--- PROVIDED RECORDS ---

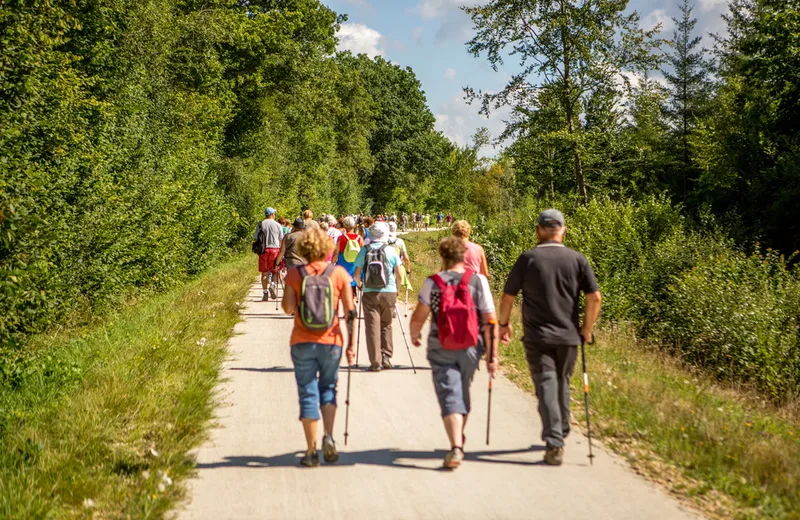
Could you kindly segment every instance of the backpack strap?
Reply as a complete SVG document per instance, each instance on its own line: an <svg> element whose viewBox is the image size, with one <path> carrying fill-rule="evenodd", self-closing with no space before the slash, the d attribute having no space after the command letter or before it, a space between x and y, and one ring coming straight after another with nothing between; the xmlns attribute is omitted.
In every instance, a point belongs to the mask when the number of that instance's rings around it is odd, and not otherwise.
<svg viewBox="0 0 800 520"><path fill-rule="evenodd" d="M306 276L308 276L308 270L306 269L306 266L305 266L305 265L300 265L300 266L297 268L297 271L300 273L300 279L301 279L301 280L302 280L303 278L305 278Z"/></svg>
<svg viewBox="0 0 800 520"><path fill-rule="evenodd" d="M433 283L436 284L436 287L439 288L439 291L444 292L444 290L447 288L447 284L445 283L444 279L442 279L442 277L439 276L438 274L435 274L430 278L431 280L433 280Z"/></svg>
<svg viewBox="0 0 800 520"><path fill-rule="evenodd" d="M330 278L331 276L333 276L334 269L336 269L335 265L328 264L328 267L326 267L325 270L322 271L322 274L325 275L326 278Z"/></svg>
<svg viewBox="0 0 800 520"><path fill-rule="evenodd" d="M461 275L461 281L459 281L458 283L461 285L468 285L471 278L472 278L472 271L470 269L467 269L466 271L464 271L464 274Z"/></svg>

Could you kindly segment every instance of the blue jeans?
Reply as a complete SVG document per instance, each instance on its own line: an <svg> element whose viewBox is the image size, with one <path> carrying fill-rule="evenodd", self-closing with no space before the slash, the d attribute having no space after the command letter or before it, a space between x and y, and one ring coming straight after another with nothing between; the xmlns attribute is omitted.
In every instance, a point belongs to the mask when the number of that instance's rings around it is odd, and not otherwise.
<svg viewBox="0 0 800 520"><path fill-rule="evenodd" d="M300 397L300 419L320 419L319 408L336 405L342 347L324 343L292 345L292 364ZM319 379L317 379L319 373Z"/></svg>

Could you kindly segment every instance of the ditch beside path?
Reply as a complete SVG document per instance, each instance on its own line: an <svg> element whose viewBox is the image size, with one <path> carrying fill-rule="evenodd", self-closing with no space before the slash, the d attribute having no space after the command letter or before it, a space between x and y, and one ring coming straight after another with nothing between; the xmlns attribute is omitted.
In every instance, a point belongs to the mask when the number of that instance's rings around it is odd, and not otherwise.
<svg viewBox="0 0 800 520"><path fill-rule="evenodd" d="M412 346L412 372L397 320L396 369L352 371L348 446L342 368L334 435L339 462L299 467L305 441L289 355L292 319L276 311L274 301L260 299L254 284L230 341L218 426L197 450L198 475L178 518L695 518L597 446L590 466L586 438L577 432L568 439L563 466L542 465L536 399L505 378L494 385L487 447L485 370L472 387L466 460L455 472L441 470L449 446L430 369L424 350ZM368 364L365 345L362 330L362 367Z"/></svg>

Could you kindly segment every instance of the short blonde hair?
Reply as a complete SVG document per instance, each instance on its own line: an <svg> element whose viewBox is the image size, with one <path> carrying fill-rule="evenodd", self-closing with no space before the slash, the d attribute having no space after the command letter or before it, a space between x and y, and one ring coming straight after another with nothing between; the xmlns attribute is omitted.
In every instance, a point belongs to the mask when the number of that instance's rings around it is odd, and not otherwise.
<svg viewBox="0 0 800 520"><path fill-rule="evenodd" d="M297 240L297 252L308 262L325 260L333 250L333 242L327 233L319 228L303 231Z"/></svg>
<svg viewBox="0 0 800 520"><path fill-rule="evenodd" d="M314 218L314 212L310 209L307 209L303 212L303 220L309 220Z"/></svg>
<svg viewBox="0 0 800 520"><path fill-rule="evenodd" d="M469 226L469 224L467 224L467 226ZM464 245L463 240L456 236L444 237L439 242L439 256L442 257L445 269L449 269L463 262L466 253L467 246Z"/></svg>
<svg viewBox="0 0 800 520"><path fill-rule="evenodd" d="M450 228L450 230L453 233L454 237L466 240L472 233L472 226L470 226L469 222L467 222L466 220L456 220L455 222L453 222L453 227Z"/></svg>

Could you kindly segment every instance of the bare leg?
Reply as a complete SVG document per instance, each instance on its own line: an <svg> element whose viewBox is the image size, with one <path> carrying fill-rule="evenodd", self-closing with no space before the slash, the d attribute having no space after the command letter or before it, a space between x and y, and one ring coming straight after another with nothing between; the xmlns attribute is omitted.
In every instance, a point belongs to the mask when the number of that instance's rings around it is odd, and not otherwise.
<svg viewBox="0 0 800 520"><path fill-rule="evenodd" d="M450 446L453 448L463 448L464 416L460 413L451 413L445 416L444 429L447 431L447 438L450 439Z"/></svg>
<svg viewBox="0 0 800 520"><path fill-rule="evenodd" d="M319 419L302 419L303 433L306 435L306 453L317 451L317 425Z"/></svg>
<svg viewBox="0 0 800 520"><path fill-rule="evenodd" d="M269 273L261 273L261 288L266 292L269 287Z"/></svg>
<svg viewBox="0 0 800 520"><path fill-rule="evenodd" d="M325 428L325 433L333 436L333 420L336 418L336 405L326 404L321 408L322 410L322 424Z"/></svg>

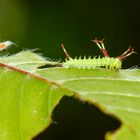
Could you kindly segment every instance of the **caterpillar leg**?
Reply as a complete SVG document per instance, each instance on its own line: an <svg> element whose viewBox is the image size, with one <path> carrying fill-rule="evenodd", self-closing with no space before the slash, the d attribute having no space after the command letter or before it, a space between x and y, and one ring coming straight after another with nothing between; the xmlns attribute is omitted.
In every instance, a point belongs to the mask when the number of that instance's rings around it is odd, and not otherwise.
<svg viewBox="0 0 140 140"><path fill-rule="evenodd" d="M91 41L97 44L97 46L99 47L99 49L101 50L102 54L105 57L110 57L107 50L105 49L104 39L98 40L97 38L95 38L94 40L91 40Z"/></svg>
<svg viewBox="0 0 140 140"><path fill-rule="evenodd" d="M65 53L67 59L69 60L71 57L70 57L70 55L68 54L68 52L66 51L66 49L65 49L65 47L64 47L64 44L61 44L61 47L62 47L62 49L63 49L63 51L64 51L64 53Z"/></svg>
<svg viewBox="0 0 140 140"><path fill-rule="evenodd" d="M118 56L117 58L119 59L119 60L123 60L123 59L125 59L126 57L128 57L128 56L130 56L131 54L133 54L133 53L136 53L135 51L134 51L134 49L132 48L132 47L129 47L124 53L122 53L120 56Z"/></svg>

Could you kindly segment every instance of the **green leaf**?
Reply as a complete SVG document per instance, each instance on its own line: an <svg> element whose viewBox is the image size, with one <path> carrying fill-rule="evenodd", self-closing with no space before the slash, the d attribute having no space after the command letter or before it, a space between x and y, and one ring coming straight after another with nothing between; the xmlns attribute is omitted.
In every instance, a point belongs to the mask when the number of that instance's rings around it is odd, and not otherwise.
<svg viewBox="0 0 140 140"><path fill-rule="evenodd" d="M4 56L0 61L5 63L0 63L0 140L30 140L52 122L53 109L67 93L24 70L35 72L48 62L33 52Z"/></svg>
<svg viewBox="0 0 140 140"><path fill-rule="evenodd" d="M107 140L140 139L140 71L47 68L58 62L25 51L0 58L0 140L30 140L49 126L64 96L116 116L122 126Z"/></svg>
<svg viewBox="0 0 140 140"><path fill-rule="evenodd" d="M107 140L140 139L140 70L50 68L38 73L116 116L122 126L116 133L108 133Z"/></svg>
<svg viewBox="0 0 140 140"><path fill-rule="evenodd" d="M49 59L44 59L41 55L34 53L34 51L27 50L19 52L15 55L0 57L0 63L15 66L30 72L35 72L38 67L51 64L56 65L58 62L52 62Z"/></svg>

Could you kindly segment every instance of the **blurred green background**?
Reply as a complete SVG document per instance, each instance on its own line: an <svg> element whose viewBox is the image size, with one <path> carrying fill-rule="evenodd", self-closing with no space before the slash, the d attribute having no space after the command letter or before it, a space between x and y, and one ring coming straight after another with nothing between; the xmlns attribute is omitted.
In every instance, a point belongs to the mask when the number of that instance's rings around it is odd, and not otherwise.
<svg viewBox="0 0 140 140"><path fill-rule="evenodd" d="M72 57L100 55L90 42L95 37L106 39L111 56L129 45L139 53L139 5L136 0L0 0L0 38L17 43L15 50L39 48L44 56L62 60L62 42ZM124 68L139 65L139 58L131 56Z"/></svg>
<svg viewBox="0 0 140 140"><path fill-rule="evenodd" d="M60 44L64 43L65 48L72 57L83 55L100 55L97 46L91 43L94 37L105 38L105 45L111 56L118 56L125 51L129 45L132 45L137 54L127 58L124 63L124 68L132 66L139 66L140 60L140 2L138 0L0 0L0 39L11 40L15 42L18 47L13 47L8 50L10 53L15 53L23 49L39 48L37 52L42 53L43 56L64 60L65 55L60 48ZM68 100L66 102L66 100ZM48 129L47 135L42 134L36 139L70 139L68 136L73 136L74 139L86 139L85 136L93 134L96 140L103 139L104 131L100 124L110 125L112 129L113 118L107 119L106 115L99 113L101 116L101 123L90 120L86 113L78 113L75 109L83 106L82 103L76 102L74 99L63 100L60 107L56 109L54 124ZM67 104L71 101L71 103ZM72 108L72 107L73 108ZM88 110L89 105L85 105L85 111ZM71 107L71 112L68 115L67 109ZM59 111L57 111L59 110ZM62 113L61 110L63 110ZM90 115L96 116L97 109L93 109ZM73 125L73 118L71 113L74 112L75 119L79 114L81 120L76 125L76 130ZM55 114L55 113L54 113ZM67 117L65 117L67 114ZM96 114L96 115L95 115ZM98 115L99 115L98 114ZM82 115L85 117L82 117ZM100 118L100 117L97 117ZM84 119L84 120L83 120ZM72 123L67 125L66 122ZM62 123L63 121L63 123ZM76 122L77 122L76 121ZM84 124L82 125L82 122ZM94 125L87 126L86 124L94 122ZM87 122L87 123L86 123ZM61 124L66 124L65 127ZM80 125L81 124L81 125ZM78 127L79 126L79 127ZM119 123L116 121L116 126ZM69 129L66 129L69 127ZM86 130L81 130L81 127L86 127ZM78 129L79 128L79 129ZM60 130L61 129L61 130ZM60 130L60 131L59 131ZM101 132L100 132L101 130ZM59 131L59 132L58 132ZM74 132L77 131L77 132ZM90 133L90 134L89 134ZM67 136L67 137L62 137ZM72 135L73 134L73 135ZM82 134L82 136L81 136ZM97 135L96 135L97 134ZM77 137L75 137L77 135ZM101 136L99 138L99 136ZM98 137L98 138L97 138ZM92 136L87 139L93 139Z"/></svg>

---

# [INSTRUCTIONS FOR THE TASK]
What is needed is an exact retyping of the lines from the start of the data through the line with "Could you kindly segment every instance of the blue", with both end lines kept and every picture left out.

# [REPLY]
Could you kindly segment every instance of the backpack strap?
Reply as a complete SVG document per instance, each instance on its own line: an <svg> element whose viewBox is the image size, with one <path> carrying fill-rule="evenodd", self-closing with no space before the slash, the d attribute having no space after the command letter or before it, a space between x and y, and one ring coming straight after another with nothing between; the xmlns attribute is omitted.
In every instance, a point belongs to the mask when the number of that instance's rings around it is odd, and not otherwise.
<svg viewBox="0 0 800 520"><path fill-rule="evenodd" d="M306 276L308 276L308 270L306 269L306 266L305 266L305 265L300 265L300 266L297 268L297 271L300 273L300 279L301 279L301 280L302 280L303 278L305 278Z"/></svg>
<svg viewBox="0 0 800 520"><path fill-rule="evenodd" d="M433 283L436 284L436 287L439 288L439 291L444 292L444 290L447 288L447 284L445 283L444 279L442 279L442 277L439 276L438 274L435 274L430 278L431 280L433 280Z"/></svg>
<svg viewBox="0 0 800 520"><path fill-rule="evenodd" d="M330 278L331 276L333 276L334 269L336 269L335 265L328 264L328 267L326 267L325 270L322 271L322 274L325 275L326 278Z"/></svg>
<svg viewBox="0 0 800 520"><path fill-rule="evenodd" d="M461 275L461 281L459 281L458 283L461 285L468 285L471 278L472 278L472 271L470 269L467 269L466 271L464 271L464 274Z"/></svg>

Could you kindly segment every instance of the blue jeans?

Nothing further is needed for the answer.